Point-per-instance localization data:

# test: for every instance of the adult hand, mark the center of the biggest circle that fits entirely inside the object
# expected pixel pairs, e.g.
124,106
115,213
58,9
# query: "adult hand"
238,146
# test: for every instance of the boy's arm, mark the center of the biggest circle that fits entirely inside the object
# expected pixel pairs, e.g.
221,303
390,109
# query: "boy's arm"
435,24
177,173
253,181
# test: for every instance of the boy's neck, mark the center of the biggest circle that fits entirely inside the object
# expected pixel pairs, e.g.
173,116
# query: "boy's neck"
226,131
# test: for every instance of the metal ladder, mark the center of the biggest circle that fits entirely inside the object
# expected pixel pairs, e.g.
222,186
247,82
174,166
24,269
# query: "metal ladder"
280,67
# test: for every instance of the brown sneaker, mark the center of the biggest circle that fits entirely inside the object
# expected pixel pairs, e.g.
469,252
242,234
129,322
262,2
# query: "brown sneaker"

▶ EXERCISE BRIEF:
Go through the entries above and count each line that contains the string "circle". Reply only with the total.

▶ YOUR SOLUTION:
5